[Extrait choisi]:
——
Brigitte du Ménez-Hom

La Brigitte du Ménez-Hom, également appelée Déesse du Ménez-Hom, est le surnom donné par les archéologues à une statue en bronze découverte en 1913, à Dinéault, une commune finistérienne de l'Ouest de la France. Datant probablement de la seconde moitié du Ier siècle après Jésus-Christ, elle est considérée comme la plus ancienne représentation d'une femme en Bretagne. Trouvée par hasard lors d'un labour par Jean Labat, un jeune cultivateur, la sculpture, dont les éléments sont faits dans un alliage ternaire essentiellement composé de cuivre, mesure environ 70 cm.

Brigitte du Ménez-Hom

Haut de la statue.
——
[Données fournies]:
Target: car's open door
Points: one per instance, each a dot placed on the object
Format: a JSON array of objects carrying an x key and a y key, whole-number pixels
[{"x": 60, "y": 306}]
——
[Consigne]:
Selon le texte sur la Brigitte du Ménez-Hom, qui a trouvé la statue, et à quelle occasion ? Ce matériel provient d'une autre source.

[Corrigé]:
Jean Labat, un jeune cultivateur, l'a trouvée par hasard lors d'un labour.